(Collected data entries)
------------------------------------
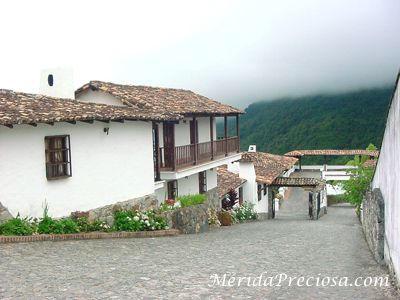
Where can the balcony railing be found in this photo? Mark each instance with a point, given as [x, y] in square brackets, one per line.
[187, 155]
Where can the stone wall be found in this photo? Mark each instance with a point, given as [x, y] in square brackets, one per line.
[4, 214]
[213, 199]
[191, 219]
[105, 213]
[373, 222]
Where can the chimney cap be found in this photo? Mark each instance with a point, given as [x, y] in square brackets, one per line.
[252, 148]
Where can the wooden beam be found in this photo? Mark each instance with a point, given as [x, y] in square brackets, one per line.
[238, 132]
[212, 136]
[226, 134]
[195, 139]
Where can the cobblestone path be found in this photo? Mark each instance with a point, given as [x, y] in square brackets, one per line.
[182, 267]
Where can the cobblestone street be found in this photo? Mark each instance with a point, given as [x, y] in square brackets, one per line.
[181, 267]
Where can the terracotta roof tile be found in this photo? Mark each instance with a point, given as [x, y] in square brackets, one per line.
[161, 99]
[22, 108]
[268, 166]
[370, 163]
[332, 152]
[227, 180]
[296, 182]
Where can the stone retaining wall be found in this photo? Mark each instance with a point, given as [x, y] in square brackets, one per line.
[86, 236]
[4, 214]
[373, 223]
[105, 213]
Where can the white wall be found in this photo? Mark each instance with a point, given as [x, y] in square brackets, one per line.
[63, 83]
[105, 168]
[188, 185]
[247, 171]
[387, 179]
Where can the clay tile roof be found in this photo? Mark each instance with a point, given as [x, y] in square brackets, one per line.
[161, 99]
[227, 180]
[268, 166]
[332, 152]
[22, 108]
[296, 182]
[370, 163]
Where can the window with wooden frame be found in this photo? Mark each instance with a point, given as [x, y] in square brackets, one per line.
[203, 182]
[172, 189]
[259, 188]
[58, 156]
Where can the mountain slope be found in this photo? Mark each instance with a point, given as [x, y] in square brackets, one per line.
[342, 121]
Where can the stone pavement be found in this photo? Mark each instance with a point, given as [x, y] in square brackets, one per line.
[180, 267]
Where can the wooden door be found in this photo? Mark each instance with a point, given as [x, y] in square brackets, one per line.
[169, 144]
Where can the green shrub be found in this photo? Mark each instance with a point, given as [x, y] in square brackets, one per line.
[47, 225]
[189, 200]
[132, 220]
[17, 226]
[244, 212]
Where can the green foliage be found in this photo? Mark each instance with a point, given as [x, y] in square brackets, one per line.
[17, 226]
[132, 220]
[244, 212]
[359, 182]
[341, 121]
[189, 200]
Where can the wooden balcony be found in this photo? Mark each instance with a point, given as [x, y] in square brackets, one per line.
[188, 155]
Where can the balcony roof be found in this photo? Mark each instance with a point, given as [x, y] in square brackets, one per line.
[268, 166]
[23, 108]
[157, 99]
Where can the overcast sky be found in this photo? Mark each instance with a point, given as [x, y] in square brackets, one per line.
[233, 51]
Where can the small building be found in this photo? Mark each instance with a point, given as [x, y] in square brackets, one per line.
[228, 181]
[260, 169]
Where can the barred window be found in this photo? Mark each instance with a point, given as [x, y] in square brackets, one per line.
[203, 182]
[58, 156]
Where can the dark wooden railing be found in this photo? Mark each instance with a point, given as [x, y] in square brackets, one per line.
[184, 156]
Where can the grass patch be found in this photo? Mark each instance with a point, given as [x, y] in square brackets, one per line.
[189, 200]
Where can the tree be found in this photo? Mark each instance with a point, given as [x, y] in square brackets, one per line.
[229, 202]
[360, 180]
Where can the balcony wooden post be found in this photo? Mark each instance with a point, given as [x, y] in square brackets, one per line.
[226, 134]
[212, 136]
[195, 139]
[173, 148]
[238, 133]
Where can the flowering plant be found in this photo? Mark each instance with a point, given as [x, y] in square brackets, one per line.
[133, 220]
[244, 212]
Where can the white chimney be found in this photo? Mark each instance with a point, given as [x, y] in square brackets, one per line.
[57, 82]
[252, 148]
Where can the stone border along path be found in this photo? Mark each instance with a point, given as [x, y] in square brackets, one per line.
[87, 236]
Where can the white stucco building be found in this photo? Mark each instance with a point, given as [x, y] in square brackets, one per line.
[72, 155]
[188, 151]
[387, 179]
[113, 143]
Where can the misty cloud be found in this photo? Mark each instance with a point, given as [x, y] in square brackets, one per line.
[233, 51]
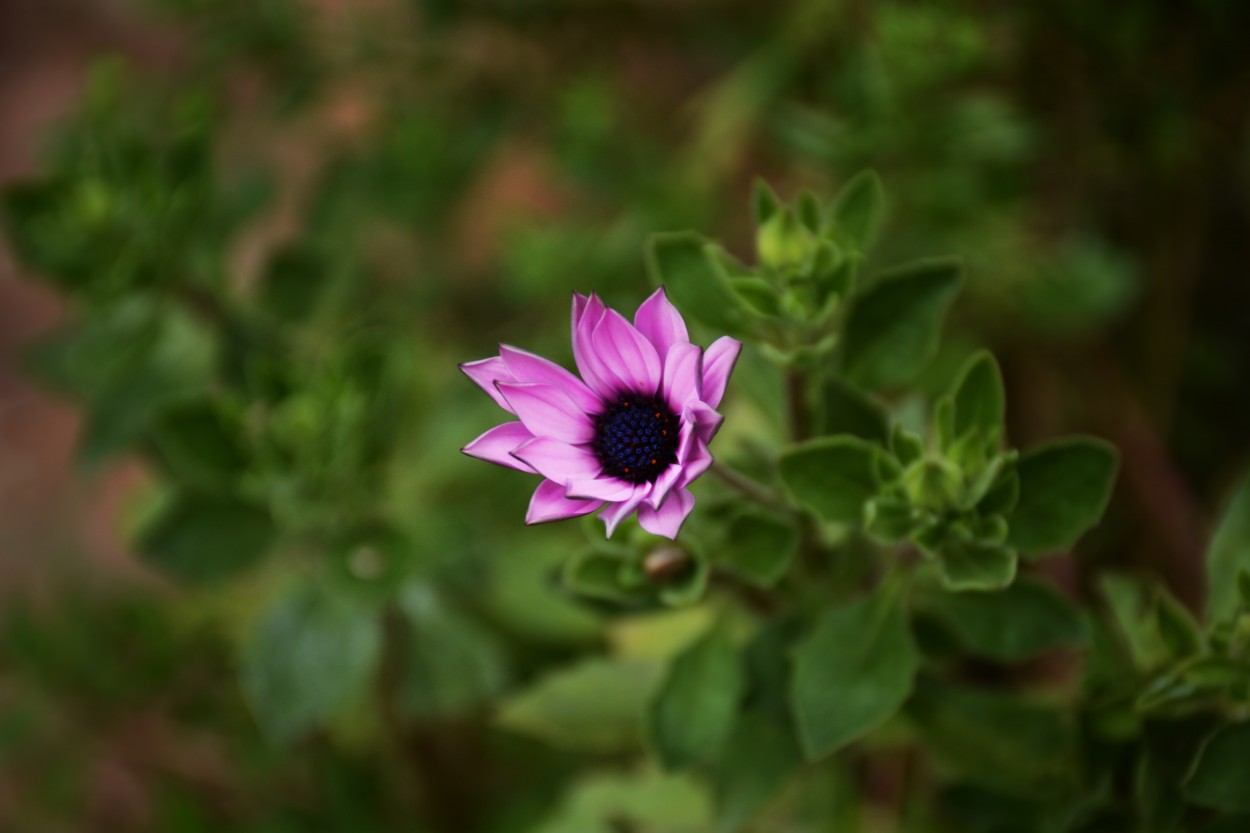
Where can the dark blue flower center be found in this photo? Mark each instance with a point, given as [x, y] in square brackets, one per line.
[636, 438]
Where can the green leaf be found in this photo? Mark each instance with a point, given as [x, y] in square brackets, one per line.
[595, 704]
[603, 802]
[810, 212]
[995, 739]
[1064, 489]
[294, 282]
[696, 706]
[858, 210]
[596, 574]
[764, 201]
[759, 548]
[200, 444]
[451, 663]
[980, 402]
[975, 565]
[784, 242]
[1023, 620]
[759, 759]
[200, 538]
[1129, 608]
[308, 658]
[853, 672]
[834, 477]
[1228, 555]
[1178, 631]
[894, 325]
[906, 447]
[845, 409]
[684, 264]
[1221, 772]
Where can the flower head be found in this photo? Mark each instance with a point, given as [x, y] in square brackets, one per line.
[630, 434]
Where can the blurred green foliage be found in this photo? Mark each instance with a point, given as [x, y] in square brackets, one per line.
[276, 249]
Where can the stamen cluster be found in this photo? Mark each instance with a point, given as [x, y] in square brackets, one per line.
[636, 438]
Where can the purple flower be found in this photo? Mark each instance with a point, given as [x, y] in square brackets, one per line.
[630, 434]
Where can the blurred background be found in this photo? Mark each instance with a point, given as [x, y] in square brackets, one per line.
[246, 243]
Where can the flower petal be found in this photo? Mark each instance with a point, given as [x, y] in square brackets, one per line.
[586, 314]
[626, 354]
[485, 373]
[719, 362]
[614, 513]
[498, 444]
[683, 372]
[666, 520]
[600, 489]
[548, 412]
[671, 475]
[660, 323]
[550, 504]
[556, 460]
[696, 463]
[705, 419]
[534, 369]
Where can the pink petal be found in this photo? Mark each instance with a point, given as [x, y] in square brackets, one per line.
[626, 354]
[534, 369]
[614, 513]
[600, 489]
[695, 464]
[660, 322]
[550, 504]
[683, 372]
[670, 475]
[498, 444]
[548, 412]
[666, 520]
[586, 314]
[556, 460]
[719, 362]
[485, 373]
[705, 419]
[666, 480]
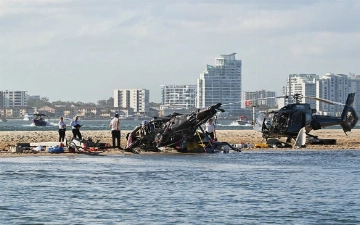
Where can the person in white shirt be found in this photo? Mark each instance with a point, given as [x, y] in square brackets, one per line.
[75, 125]
[62, 129]
[210, 129]
[115, 131]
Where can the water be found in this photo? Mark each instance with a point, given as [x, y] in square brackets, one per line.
[258, 187]
[21, 125]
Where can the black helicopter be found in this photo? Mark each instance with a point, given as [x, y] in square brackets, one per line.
[178, 131]
[290, 119]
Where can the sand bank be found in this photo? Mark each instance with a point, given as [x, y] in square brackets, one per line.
[349, 141]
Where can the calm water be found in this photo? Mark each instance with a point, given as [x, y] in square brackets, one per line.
[260, 187]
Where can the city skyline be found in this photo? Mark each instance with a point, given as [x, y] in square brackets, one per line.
[83, 50]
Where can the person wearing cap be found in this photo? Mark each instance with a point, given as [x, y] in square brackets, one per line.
[115, 131]
[75, 125]
[62, 129]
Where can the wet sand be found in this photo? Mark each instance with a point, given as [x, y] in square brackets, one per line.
[349, 141]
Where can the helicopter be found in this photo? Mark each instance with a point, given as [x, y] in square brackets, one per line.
[293, 118]
[177, 131]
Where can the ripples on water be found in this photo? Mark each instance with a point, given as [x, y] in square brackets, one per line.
[261, 187]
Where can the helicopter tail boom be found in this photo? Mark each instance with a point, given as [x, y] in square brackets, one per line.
[349, 117]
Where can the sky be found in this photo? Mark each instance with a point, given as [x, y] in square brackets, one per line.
[81, 50]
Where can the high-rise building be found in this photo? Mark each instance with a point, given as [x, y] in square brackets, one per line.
[13, 99]
[355, 88]
[182, 96]
[304, 84]
[258, 98]
[136, 99]
[221, 83]
[333, 87]
[1, 99]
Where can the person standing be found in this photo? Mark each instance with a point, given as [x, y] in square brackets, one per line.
[75, 125]
[210, 129]
[62, 129]
[115, 131]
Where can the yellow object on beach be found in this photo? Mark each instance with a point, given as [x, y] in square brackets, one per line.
[261, 145]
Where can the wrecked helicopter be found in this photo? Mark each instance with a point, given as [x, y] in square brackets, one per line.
[177, 131]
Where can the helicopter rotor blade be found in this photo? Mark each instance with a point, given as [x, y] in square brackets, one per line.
[324, 100]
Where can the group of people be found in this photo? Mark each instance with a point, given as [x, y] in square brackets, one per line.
[115, 130]
[75, 125]
[75, 128]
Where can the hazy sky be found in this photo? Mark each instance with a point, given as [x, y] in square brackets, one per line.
[81, 50]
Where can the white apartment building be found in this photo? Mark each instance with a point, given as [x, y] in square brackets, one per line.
[182, 96]
[333, 87]
[221, 83]
[13, 99]
[136, 99]
[258, 98]
[304, 84]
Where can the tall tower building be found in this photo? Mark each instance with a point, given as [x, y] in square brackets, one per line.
[304, 84]
[221, 83]
[182, 96]
[259, 98]
[136, 99]
[333, 87]
[13, 98]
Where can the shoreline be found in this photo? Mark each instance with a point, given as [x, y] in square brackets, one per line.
[351, 141]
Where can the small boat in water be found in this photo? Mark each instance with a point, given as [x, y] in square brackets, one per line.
[40, 119]
[243, 121]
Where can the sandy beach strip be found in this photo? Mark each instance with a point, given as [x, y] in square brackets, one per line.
[349, 141]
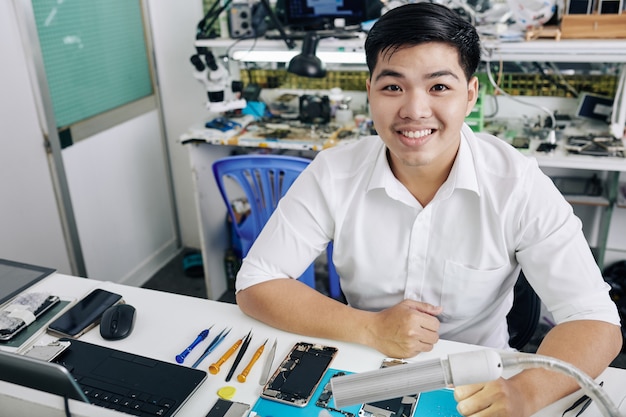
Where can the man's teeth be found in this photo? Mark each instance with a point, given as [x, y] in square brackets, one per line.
[417, 134]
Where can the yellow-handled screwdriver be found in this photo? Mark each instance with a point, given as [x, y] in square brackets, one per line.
[215, 367]
[244, 374]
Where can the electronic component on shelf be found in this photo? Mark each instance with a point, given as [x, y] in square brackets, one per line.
[595, 146]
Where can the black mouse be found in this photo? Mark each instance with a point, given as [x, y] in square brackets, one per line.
[117, 322]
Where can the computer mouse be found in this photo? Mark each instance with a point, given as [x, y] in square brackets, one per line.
[117, 322]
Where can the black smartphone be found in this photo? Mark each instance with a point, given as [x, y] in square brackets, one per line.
[299, 374]
[85, 314]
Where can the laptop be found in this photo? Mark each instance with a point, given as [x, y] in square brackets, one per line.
[106, 377]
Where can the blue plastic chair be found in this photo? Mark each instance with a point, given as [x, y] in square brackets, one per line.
[264, 179]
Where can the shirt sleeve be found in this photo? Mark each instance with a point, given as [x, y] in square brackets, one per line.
[294, 236]
[556, 258]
------------------------------------
» **Given instruction**
Copy the rows word for word, from the line containing "Where can the white chimney" through the line containing "[1221, 772]". Leave out the pictures.

» **Exercise response**
Where can the white chimney be found in this photo? Mark each instance with a point, given as [x, y] in square brackets, one per line.
[57, 82]
[252, 148]
Where can the stone border along path be found in this photo? Mark each instance with a point, given as [x, y] in square brackets, one per line.
[87, 236]
Where can the white stucco building be found in this photo? Mark each instance with a point, given as [x, y] in square brackets, one per line.
[72, 155]
[188, 151]
[387, 179]
[113, 143]
Where can the misty cloud be found in this photo? Mark each instance with a point, given as [x, y] in square brackets, one per line.
[233, 51]
Where can the dark blue flower center be found in this photo? Mark each instance with a point, given as [x, y] in square brackets, one per line.
[636, 438]
Where can the green leaf be found in this photo? Mark each instance with a point, given as [x, y] in square brackets, one per line.
[595, 704]
[603, 802]
[810, 212]
[995, 739]
[1064, 489]
[294, 282]
[696, 706]
[858, 210]
[596, 574]
[764, 201]
[759, 548]
[200, 444]
[451, 663]
[980, 402]
[975, 565]
[784, 242]
[1023, 620]
[759, 759]
[200, 538]
[1129, 608]
[308, 658]
[853, 672]
[834, 477]
[1228, 555]
[1178, 631]
[894, 325]
[906, 447]
[845, 409]
[684, 264]
[1221, 772]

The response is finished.